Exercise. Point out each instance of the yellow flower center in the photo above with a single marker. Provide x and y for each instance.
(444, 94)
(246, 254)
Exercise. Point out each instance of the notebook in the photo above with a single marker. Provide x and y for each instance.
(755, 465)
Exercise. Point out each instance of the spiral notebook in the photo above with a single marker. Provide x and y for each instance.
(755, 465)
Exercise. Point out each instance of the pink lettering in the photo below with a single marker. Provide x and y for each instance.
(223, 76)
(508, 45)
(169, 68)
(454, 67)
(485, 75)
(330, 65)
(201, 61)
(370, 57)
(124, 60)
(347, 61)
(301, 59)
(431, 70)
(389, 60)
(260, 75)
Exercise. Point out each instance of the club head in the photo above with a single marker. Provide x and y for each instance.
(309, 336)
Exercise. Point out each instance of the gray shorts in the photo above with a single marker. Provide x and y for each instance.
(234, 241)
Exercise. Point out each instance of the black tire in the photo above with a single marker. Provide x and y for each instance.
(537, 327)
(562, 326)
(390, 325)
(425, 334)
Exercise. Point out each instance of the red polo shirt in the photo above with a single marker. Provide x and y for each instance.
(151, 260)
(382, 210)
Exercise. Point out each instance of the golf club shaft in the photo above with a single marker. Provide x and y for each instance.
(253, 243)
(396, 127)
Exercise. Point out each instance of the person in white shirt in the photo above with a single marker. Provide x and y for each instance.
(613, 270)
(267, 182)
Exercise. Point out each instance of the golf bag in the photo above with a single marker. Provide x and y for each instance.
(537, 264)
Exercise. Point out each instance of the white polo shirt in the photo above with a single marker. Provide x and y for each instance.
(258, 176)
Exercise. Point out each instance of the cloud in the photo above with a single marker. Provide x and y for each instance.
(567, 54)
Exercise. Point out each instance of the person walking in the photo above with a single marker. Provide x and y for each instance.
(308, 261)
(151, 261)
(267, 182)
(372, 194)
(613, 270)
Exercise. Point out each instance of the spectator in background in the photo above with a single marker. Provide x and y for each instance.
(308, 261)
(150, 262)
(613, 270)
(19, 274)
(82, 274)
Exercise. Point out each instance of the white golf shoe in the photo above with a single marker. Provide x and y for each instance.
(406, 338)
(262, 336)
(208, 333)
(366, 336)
○ ○ ○ ○
WHAT IS BEING ASKED
Format the items above as a two-column CSV with the header instruction,points. Give one row per item, with its text and its answer each in a single quoted field and every line break replaced by a space.

THE REPLY
instruction,points
"Exercise. Point out each instance of the yellow flower center in the photo above with a single marker. Provide x and y for each instance.","(444, 94) (246, 254)"
"Exercise. Point out each instance of the notebook in the photo above with a single marker. Provide x and y for each instance.","(755, 465)"
"Exercise. Point out each instance of the spiral notebook in the photo above with a single marker. Provide x and y for each instance.","(755, 465)"
"Exercise. Point out each instance of the pink lettering in the photo below with a single marker. Provide x and y for each instance.","(223, 76) (508, 45) (169, 68) (454, 67) (485, 75) (330, 65) (201, 61) (370, 57) (124, 60) (347, 61) (301, 59) (431, 70) (389, 60) (260, 75)"
"Exercise. Point out each instance of the club head in the photo above with a single marker. Provide x and y for each instance.","(309, 336)"
"Exercise. Point out each instance of the gray shorts in the photo above with a single marker. Provide x and y for each instance.","(234, 241)"
"Exercise. Point out each instance of the black tire in the photo above with a single marker. Provide x and y for each instance.","(537, 327) (562, 326) (390, 325) (425, 334)"
"Exercise. Point out each instance of the red polo shirt in the photo above with a single marker. Provide x and y for each instance.","(151, 260) (382, 210)"
"Exercise. Point out each instance of the golf club shaft in the photo above with a single marker. Provide x and y for each instance.","(253, 243) (396, 127)"
"Exercise. Point out each instance of the person in white shirt in the photo above with a single marker. Provide x and y for each instance.","(613, 270) (267, 182)"
"Exercise. Point out each instance of the golf bag in the photo above with a single marker. Provide x and y for each instance.","(537, 264)"
"Exercise. Point out each instance of the white polo shirt in the photo above with a single marker. Provide x and y for each instance.","(258, 176)"
"Exercise. Point out each instance of the cloud in the photo above with a single marker. Provide x and y for each instance.","(567, 54)"
"Exercise. Point out each instance of the person walking in the photo above with a single marker. Provide x and y for each instance.","(308, 261) (151, 261) (267, 182) (372, 194) (613, 270)"
"Exercise. Point out each instance of the spectator in background in the photo above with a single marker. Provide x and y for each instance.","(308, 261) (150, 262) (613, 270) (19, 274) (82, 274)"
"Exercise. Point out each instance of the white golf shoe in the photo above with a single marker. Provide x and y for each instance.","(406, 338) (262, 336) (208, 333) (366, 336)"